• Given problem 1
Duplicate the stretch of the pipeline case summaries from "Rehearing Denied in" through "Aug. 5, 2021).", word for word.

• Supplied text

┏━━

Rehearing Denied in St. Louis Gas Pipeline Case
The D.C. Circuit Court of Appeals denied pipeline developers’ petitions for panel rehearing and rehearing en banc of the court’s decision vacating the Federal Energy Regulatory Commission’s approvals for a natural gas pipeline in the St. Louis area. Environmental Defense Fund v. Federal Energy Regulatory Commission, No. 20-1017 (D.C. Cir. Aug. 5, 2021).
Minnesota Court Affirmed Water Quality Certification for Line 3 Replacement Project
The Minnesota Court of Appeals affirmed the issuance of a water quality certification under Clean Water Act Section 401 for the Line 3 replacement project proposed by Enbridge Energy LP. The project involves replacing an existing pipeline that transports crude oil with a new pipeline using a different route. As a threshold matter, the Court of Appeals rejected the argument that the issuance of a final Section 404 permit for the Line 3 project mooted the appeal. On the merits, the court found that the Section 401 certification was not affected by legal error and was supported by substantial evidence in the record. Among the arguments rejected by the court was the contention that the Minnesota Pollution Control Agency erred by failing to consider the effects of climate change in its analysis of whether the project would violate state water quality standards. The court said this argument did not identify a rule that was allegedly violated but instead challenged “the adequacy of the agency’s analysis of relevant facts in evaluating potential environmental effects.” The court therefore found that it was required to defer to the agency’s application of technical knowledge and expertise. In re Enbridge Line 3 Replacement Project Section 401 Water Quality Certification, No. A20-1513 (Minn. Ct. App. Aug. 30, 2021).

┗━━

• Listed entries
┏━━

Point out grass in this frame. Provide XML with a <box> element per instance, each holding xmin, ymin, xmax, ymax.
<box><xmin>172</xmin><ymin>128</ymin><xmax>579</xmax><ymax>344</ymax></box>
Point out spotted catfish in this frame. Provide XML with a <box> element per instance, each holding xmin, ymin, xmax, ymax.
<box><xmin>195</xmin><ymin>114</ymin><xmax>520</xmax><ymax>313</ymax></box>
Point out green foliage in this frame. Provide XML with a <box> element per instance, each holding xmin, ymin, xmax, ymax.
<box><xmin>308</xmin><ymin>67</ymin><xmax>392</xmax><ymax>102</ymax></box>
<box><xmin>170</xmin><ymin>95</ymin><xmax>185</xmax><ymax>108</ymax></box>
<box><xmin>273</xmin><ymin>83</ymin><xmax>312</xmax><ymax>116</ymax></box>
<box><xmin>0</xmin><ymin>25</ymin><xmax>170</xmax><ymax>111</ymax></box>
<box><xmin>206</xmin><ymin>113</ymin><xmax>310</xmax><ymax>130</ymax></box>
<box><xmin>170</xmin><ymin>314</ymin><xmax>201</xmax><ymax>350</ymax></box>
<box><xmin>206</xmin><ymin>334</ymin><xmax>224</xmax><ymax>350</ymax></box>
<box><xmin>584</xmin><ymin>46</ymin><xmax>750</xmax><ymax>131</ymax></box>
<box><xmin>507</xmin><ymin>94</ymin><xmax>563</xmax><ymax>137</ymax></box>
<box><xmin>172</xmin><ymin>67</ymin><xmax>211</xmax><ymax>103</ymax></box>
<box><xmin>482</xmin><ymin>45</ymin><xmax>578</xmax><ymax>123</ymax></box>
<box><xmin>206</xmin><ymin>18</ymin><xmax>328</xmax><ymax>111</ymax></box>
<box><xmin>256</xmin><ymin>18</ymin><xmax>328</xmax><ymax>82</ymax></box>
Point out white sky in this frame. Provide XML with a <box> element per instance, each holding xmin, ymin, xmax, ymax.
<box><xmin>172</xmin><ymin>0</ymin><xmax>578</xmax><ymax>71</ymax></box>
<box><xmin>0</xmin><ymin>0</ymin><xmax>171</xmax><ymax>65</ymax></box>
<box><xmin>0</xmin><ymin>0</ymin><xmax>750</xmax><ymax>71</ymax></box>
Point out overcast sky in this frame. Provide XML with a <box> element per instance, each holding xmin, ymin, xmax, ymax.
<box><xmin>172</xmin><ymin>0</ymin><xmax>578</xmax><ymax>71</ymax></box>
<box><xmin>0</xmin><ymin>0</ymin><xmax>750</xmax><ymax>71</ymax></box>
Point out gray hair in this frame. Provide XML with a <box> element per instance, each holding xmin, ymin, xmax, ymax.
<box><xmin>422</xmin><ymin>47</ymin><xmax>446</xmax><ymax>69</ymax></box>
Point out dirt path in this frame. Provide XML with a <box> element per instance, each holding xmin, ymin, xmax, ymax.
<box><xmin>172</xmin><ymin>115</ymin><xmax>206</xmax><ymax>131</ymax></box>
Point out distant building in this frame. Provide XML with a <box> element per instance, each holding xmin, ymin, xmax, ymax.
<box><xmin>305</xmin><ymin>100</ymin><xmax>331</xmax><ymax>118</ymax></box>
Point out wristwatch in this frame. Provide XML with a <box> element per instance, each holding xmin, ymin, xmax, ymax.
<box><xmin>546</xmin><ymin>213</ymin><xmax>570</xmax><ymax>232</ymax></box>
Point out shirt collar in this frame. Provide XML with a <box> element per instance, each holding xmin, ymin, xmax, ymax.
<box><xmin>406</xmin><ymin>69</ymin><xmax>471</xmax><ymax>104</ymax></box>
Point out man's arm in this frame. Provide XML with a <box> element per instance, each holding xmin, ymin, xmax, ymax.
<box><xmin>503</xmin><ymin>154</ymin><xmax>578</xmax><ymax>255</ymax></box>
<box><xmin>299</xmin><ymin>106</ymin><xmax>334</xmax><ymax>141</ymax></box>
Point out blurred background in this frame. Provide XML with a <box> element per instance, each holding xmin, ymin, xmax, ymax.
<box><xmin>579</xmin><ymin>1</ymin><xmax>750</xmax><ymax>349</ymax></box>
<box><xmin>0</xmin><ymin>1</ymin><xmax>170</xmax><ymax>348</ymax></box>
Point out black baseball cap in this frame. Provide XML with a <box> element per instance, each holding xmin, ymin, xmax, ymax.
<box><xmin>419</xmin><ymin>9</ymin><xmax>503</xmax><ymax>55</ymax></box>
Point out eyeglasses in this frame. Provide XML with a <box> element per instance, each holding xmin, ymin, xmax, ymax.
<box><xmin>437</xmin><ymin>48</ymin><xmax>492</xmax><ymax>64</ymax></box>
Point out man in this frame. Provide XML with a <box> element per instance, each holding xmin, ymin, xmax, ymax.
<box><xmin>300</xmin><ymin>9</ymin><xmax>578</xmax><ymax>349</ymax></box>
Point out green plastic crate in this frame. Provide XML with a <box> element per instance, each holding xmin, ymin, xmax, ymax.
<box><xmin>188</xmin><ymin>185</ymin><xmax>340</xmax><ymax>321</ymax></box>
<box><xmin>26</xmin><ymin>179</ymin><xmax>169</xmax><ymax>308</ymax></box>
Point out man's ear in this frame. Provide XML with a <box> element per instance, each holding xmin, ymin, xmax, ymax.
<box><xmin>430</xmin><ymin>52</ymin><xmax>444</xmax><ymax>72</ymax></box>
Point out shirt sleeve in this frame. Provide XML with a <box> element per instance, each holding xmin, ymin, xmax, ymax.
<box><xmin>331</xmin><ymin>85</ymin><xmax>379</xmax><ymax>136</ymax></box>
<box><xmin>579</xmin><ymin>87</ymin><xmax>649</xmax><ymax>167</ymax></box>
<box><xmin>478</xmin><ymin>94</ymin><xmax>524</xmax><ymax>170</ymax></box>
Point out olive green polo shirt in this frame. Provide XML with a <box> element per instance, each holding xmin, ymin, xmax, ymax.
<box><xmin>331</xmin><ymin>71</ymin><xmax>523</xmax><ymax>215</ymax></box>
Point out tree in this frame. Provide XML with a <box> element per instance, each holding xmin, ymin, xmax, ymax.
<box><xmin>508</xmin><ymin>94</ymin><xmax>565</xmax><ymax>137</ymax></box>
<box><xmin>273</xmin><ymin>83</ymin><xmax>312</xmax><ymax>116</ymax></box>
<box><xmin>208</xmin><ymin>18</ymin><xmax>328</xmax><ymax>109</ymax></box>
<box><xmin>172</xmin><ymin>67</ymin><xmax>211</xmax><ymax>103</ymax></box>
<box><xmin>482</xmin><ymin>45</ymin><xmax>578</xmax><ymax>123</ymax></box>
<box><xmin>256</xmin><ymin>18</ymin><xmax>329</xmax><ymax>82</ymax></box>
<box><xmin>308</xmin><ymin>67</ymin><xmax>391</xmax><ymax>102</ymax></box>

┗━━

• Given problem 2
Set down the records verbatim in the stretch from the line containing "Point out shirt sleeve" through the last line of the records, both ends included.

• Task result 1
Rehearing Denied in St. Louis Gas Pipeline Case
The D.C. Circuit Court of Appeals denied pipeline developers’ petitions for panel rehearing and rehearing en banc of the court’s decision vacating the Federal Energy Regulatory Commission’s approvals for a natural gas pipeline in the St. Louis area. Environmental Defense Fund v. Federal Energy Regulatory Commission, No. 20-1017 (D.C. Cir. Aug. 5, 2021).

• Task result 2
Point out shirt sleeve in this frame. Provide XML with a <box> element per instance, each holding xmin, ymin, xmax, ymax.
<box><xmin>331</xmin><ymin>85</ymin><xmax>379</xmax><ymax>136</ymax></box>
<box><xmin>579</xmin><ymin>87</ymin><xmax>649</xmax><ymax>167</ymax></box>
<box><xmin>478</xmin><ymin>94</ymin><xmax>524</xmax><ymax>170</ymax></box>
Point out olive green polo shirt in this frame. Provide XML with a <box> element per instance, each holding xmin, ymin, xmax, ymax.
<box><xmin>331</xmin><ymin>71</ymin><xmax>523</xmax><ymax>215</ymax></box>
Point out tree in this frame. Provide XML with a <box> element per instance, each holding xmin, ymin, xmax, ymax.
<box><xmin>508</xmin><ymin>94</ymin><xmax>565</xmax><ymax>137</ymax></box>
<box><xmin>273</xmin><ymin>83</ymin><xmax>312</xmax><ymax>116</ymax></box>
<box><xmin>208</xmin><ymin>18</ymin><xmax>328</xmax><ymax>109</ymax></box>
<box><xmin>172</xmin><ymin>67</ymin><xmax>211</xmax><ymax>103</ymax></box>
<box><xmin>482</xmin><ymin>45</ymin><xmax>578</xmax><ymax>123</ymax></box>
<box><xmin>256</xmin><ymin>18</ymin><xmax>329</xmax><ymax>82</ymax></box>
<box><xmin>308</xmin><ymin>67</ymin><xmax>391</xmax><ymax>102</ymax></box>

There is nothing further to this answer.